• _Selected extract_:

Question 5
The meaning of the word "candidate" is from the same root word as "Candide" and "candid"; it means "white", "unadulterated", "unsullied". The original Greek candidates wore white. Should these guys wear quilts?
Remember how we have always been told how fierce and brave Afghan soldiers have always been? How come our Afghans aren't?
If the government becomes a benevolent power in our lives, it will be the first time ever. Ask Iraq. Ask New Orleans. Ask the pensioner with the ever-changing social security goalposts. Even the church has a spotty record. And the government is a notoriously inefficient and dishonest middleman. Where does this enthusiasm for government action come from?
Acton asked, was there a partition--permanent, fundamental, decisive--between friends of freedom and others?
The "risk" concept is essential to free markets. Every economic encounter should contain risk because risk is a proxy for responsibility. If you can buy a house with no money down and get 125% from the bank, you can walk away from the mortgage with 25% of the loan and put it in your pocket. No risk. No responsibility. What about no risk, no value?
There were assessments that were made on the implications of withdrawing American troops from Afghanistan. Would they be called "models?"
“Like those of imperial Rome, America’s elites are an urban and international group, perhaps on their way to forming a distinct transnational class. They are cosmopolitan citizens who often have more in common with members of that same class around the world than with other members of their own society. The elites of Washington, New York, Los Angeles, and Boston may be American by birth, but their wall hangings are from Peru, their sculptures from Nunavut, their literary fiction from Sri Lanka, their CDs from Brazil, their basmati from India, their wine from New Zealand. Their religious values, if they have any, may be drawn impressionistically from Eastern and Western traditions—an eclectic pantheon.” [Excerpted from Are We Rome? The Fall of An Empire And The State of America by Cullen Murphy, 2007, p. 147.]
Do these two quotes describe the tension in American politics today?
Will landlords who are not allowed to collect rent keep their property up?
Is our biggest problem financial? Military? Education? You could make an argument that our biggest problem is the disintegration of the family, particularly the abnegation of parental leadership and responsibility. The one social structure commented on in the New Testament over and over again is divorce and this country, a professed Christian nation, has a divorce rate of over 50%. I once asked a basketball coach who coached a private grade school team and an inner-city team what the difference between the two jobs was. He said in the private school he put the kids on the floor and watched them for quickness, vision, enthusiasm, and coachability. With the inner-city team, he started each practice by asking who had eaten that day and first took the rest to lunch.

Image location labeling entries
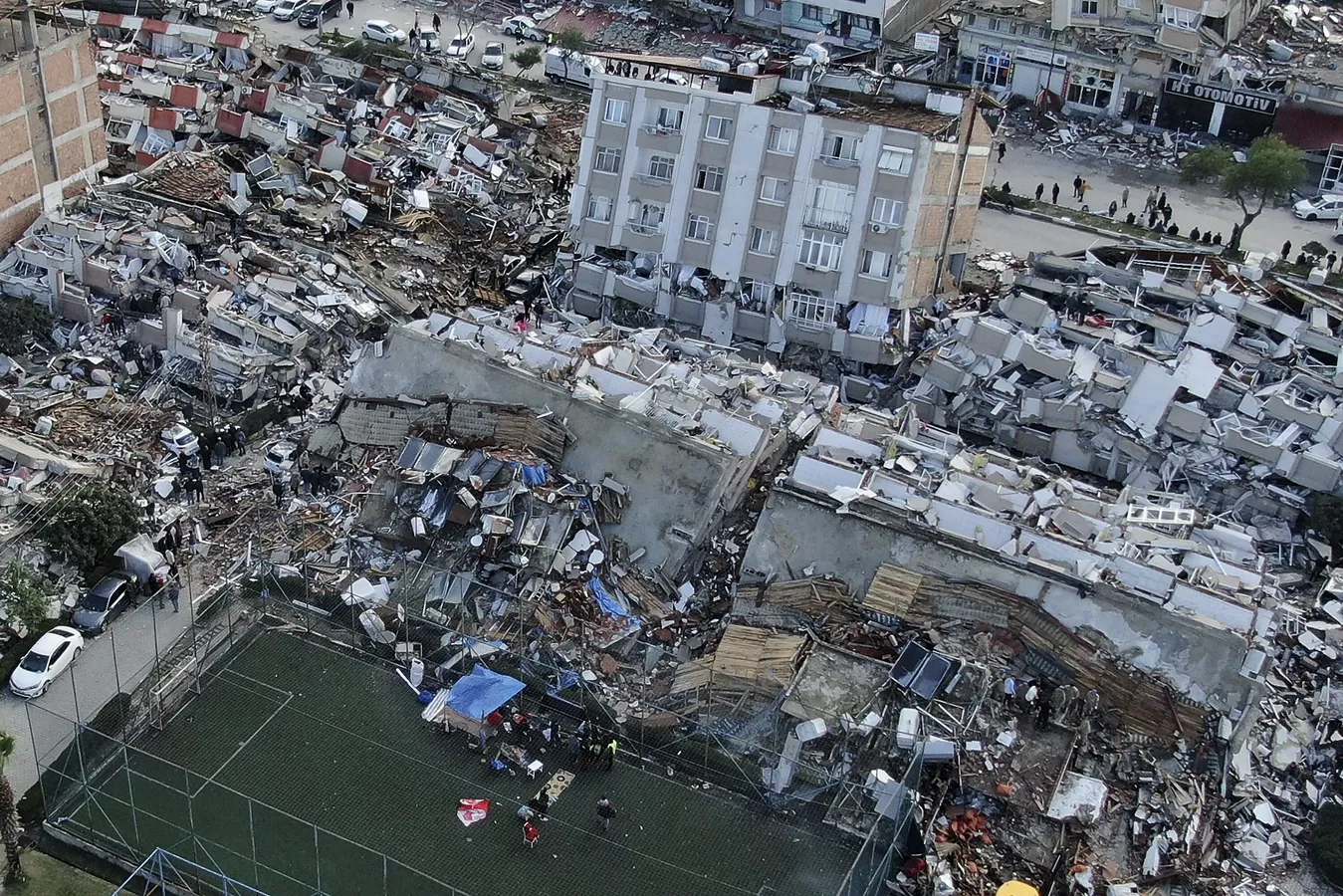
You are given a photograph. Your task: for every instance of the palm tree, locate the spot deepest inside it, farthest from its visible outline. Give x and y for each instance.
(8, 814)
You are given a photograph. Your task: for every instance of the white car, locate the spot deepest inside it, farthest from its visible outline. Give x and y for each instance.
(287, 10)
(461, 45)
(1327, 207)
(179, 439)
(383, 31)
(47, 658)
(523, 27)
(280, 458)
(493, 55)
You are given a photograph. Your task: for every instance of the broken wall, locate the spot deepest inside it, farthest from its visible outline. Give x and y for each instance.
(796, 534)
(678, 488)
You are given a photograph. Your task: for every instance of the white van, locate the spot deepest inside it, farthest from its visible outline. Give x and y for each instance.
(579, 70)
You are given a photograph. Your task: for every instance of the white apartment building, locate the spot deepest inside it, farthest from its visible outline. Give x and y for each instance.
(722, 202)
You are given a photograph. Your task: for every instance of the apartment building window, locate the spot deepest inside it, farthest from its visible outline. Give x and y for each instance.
(616, 112)
(1091, 87)
(599, 208)
(763, 242)
(783, 140)
(773, 189)
(993, 68)
(709, 177)
(661, 166)
(718, 127)
(820, 249)
(876, 264)
(808, 307)
(670, 118)
(646, 218)
(841, 148)
(888, 212)
(697, 229)
(896, 160)
(1180, 18)
(831, 206)
(607, 160)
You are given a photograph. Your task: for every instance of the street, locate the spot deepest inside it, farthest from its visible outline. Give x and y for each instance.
(121, 656)
(403, 16)
(1024, 166)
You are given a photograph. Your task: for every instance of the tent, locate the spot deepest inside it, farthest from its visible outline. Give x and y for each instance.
(473, 697)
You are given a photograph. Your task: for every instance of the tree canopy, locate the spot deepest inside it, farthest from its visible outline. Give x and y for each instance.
(1270, 171)
(91, 524)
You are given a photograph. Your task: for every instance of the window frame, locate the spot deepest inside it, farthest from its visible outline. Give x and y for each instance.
(703, 175)
(776, 130)
(618, 104)
(708, 127)
(610, 152)
(701, 223)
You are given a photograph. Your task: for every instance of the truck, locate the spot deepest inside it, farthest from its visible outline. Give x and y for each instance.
(565, 66)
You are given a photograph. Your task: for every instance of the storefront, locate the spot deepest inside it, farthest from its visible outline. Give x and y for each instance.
(1234, 114)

• _Work to do_:
1 – In the listing, copy out the lines starting at the one containing "the street, locate" and ending at the one containing "(1024, 166)", with the request line included. Shift every coordinate in the answers by -94 and leave the request wording unchanged.
2 – Take the commentary on American politics and society further from the point where it stops.

• _Answers below_:
1 –
You are given a photograph. Your task: for every instance of the street, locate the spot deepest inside it, farthest from its visible outline. Give x and y for each instance.
(27, 562)
(309, -78)
(930, 72)

2 –
This is clearly a serious problem. The New Orleans disaster shows there are simply a lot of people out there who need help managing their lives. Should they be having children in this difficult life of theirs as well?
Too tough? Yet we are able to ask very hard questions of the elderly now; those end-of-life equations are serious, regardless of how they are diminished. Why not pair-bonding and reproduction questions? Clearly, a lot of people need help and we have a sacred private sector model: Harmony.com. Imagine how we could increase the information available with the government's huge reach. Why not a National Mating Service?
Biden seems to argue that he was bound in Afganistan by Trump's agreement with the Taliban. How come he didn't feel bound by Trump's decision on Iran, the Keystone Pipeline, and the Paris Accords?
We will probably spend a lot of O2 debating over how the dreaded Afghans could give up the fight in a week. How about some debate over the geniuses who thought this invasion and transfer of power was a good idea in the first place?
As an aside, do governments ever learn, or do we just do Vietnams every generation or so?
If you were a struggling nation, would you want our help?
The Open Science Collaboration announced that it had tried to replicate one hundred published psychology experiments sampled from three of the most prestigious journals in the field. Of the studies that had originally reported positive results, an astonishing 65 percent failed to show statistical significance on replication, and many of the remainders showed greatly reduced effect sizes.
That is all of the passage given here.